Alıştırma yönergesi: Roma hükümdarlarını anlatan metinde "Roma Cumhuriyeti’nin son" sözleriyle açılıp "imparatorluk düzenine geçti." sözleriyle kapanan bölümü hiçbir değişiklik yapmadan yeniden yazın.

Cumhuriyetten İmparatorluğa Roma’nın Antik Dünya’ya Şekil Veren Hükümdarları

M.Ö. 753’te kurulup M.S. 395’te ikiye bölünene değin krallık, cumhuriyet ve imparatorluk rejimleriyle yönetilen Roma, tarihe izini bırakmış, vakti zamanında kasabadan hallice bir şehir devletini, 50 ila 90 milyon insanın yaşadığı 6,5 milyon kilometre karelik bir cihan devletine dönüştüren pek çok isim tarafından yönetildi. Acımasızlıkları ve yolsuzlukları kadar yenilikçi ve akıllı olan bu hükümdarlardan en etkililerini merak ediyorsanız içeriğimize buyurun. 👇

1. Jül Sezar (M.Ö. 49 – M.Ö. 44)

Roma Cumhuriyeti’nin son konsülü olan Gaius Iulius Caesar, hiçbir zaman imparator olmadı. Fakat Hispanya ve Galya’nın fethinde pay sahibi olmanın yanı sıra, Roma İmparatorluğu’nun kuruluşunda önemli bir yeri olan bir dizi reformu gerçekleştirdi. Roma Senatosu’nu genişleterek Jülyen takvimini buldu, Roma sınırlarının içinde yaşayan herkese vatandaşlık verdi ve devletin sahip olduğu zenginlikleri yoksullar arasında paylaştırdı. Bu reformlar, Sezar’ı Roma halkı arasında popüler bir figür hâline getirirken seçkin zümreden uzaklaştırdı, ki bu durum da düzinelerce Senatörün elinde bıçaklanarak ölmesine neden oldu. Sezar’ın ölümüyle Roma resmen imparatorluk düzenine geçti.

Veri kayıtları:
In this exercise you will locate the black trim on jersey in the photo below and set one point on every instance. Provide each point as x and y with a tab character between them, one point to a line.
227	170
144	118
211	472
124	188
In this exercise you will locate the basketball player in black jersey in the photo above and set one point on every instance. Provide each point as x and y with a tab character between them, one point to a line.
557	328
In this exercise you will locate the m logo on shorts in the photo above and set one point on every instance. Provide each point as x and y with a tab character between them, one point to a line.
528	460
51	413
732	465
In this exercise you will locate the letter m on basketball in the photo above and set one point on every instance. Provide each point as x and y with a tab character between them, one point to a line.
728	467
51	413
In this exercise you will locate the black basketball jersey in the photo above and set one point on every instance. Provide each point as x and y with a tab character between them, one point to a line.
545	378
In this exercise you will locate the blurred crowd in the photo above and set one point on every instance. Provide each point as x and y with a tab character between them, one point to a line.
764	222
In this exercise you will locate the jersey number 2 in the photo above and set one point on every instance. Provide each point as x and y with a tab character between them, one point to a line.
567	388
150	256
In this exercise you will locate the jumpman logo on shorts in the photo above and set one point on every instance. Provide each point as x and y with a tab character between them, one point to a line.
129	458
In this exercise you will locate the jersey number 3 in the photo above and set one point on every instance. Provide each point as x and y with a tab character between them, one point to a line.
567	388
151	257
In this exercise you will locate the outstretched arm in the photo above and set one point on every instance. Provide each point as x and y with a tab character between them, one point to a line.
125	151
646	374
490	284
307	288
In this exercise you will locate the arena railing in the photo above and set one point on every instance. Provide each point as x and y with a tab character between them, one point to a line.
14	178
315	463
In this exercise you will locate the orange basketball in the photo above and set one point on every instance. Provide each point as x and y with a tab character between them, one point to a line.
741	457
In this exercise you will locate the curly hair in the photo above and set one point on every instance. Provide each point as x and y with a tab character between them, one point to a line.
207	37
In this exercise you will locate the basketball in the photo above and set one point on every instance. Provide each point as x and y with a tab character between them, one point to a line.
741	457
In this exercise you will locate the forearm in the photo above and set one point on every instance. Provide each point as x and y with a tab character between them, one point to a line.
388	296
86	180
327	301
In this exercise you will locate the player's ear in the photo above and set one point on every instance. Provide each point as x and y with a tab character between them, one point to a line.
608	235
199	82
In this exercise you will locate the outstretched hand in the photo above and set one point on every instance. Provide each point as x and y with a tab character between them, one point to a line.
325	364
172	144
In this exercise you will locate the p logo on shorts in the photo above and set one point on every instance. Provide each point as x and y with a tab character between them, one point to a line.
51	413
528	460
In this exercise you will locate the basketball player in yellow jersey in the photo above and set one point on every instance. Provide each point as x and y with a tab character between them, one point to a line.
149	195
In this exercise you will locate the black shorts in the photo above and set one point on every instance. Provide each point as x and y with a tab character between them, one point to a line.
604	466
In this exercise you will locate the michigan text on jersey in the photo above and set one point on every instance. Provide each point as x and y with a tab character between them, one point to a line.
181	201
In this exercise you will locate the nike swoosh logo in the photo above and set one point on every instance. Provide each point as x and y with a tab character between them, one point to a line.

Alıştırma sonucu:
Roma Cumhuriyeti’nin son konsülü olan Gaius Iulius Caesar, hiçbir zaman imparator olmadı. Fakat Hispanya ve Galya’nın fethinde pay sahibi olmanın yanı sıra, Roma İmparatorluğu’nun kuruluşunda önemli bir yeri olan bir dizi reformu gerçekleştirdi. Roma Senatosu’nu genişleterek Jülyen takvimini buldu, Roma sınırlarının içinde yaşayan herkese vatandaşlık verdi ve devletin sahip olduğu zenginlikleri yoksullar arasında paylaştırdı. Bu reformlar, Sezar’ı Roma halkı arasında popüler bir figür hâline getirirken seçkin zümreden uzaklaştırdı, ki bu durum da düzinelerce Senatörün elinde bıçaklanarak ölmesine neden oldu. Sezar’ın ölümüyle Roma resmen imparatorluk düzenine geçti.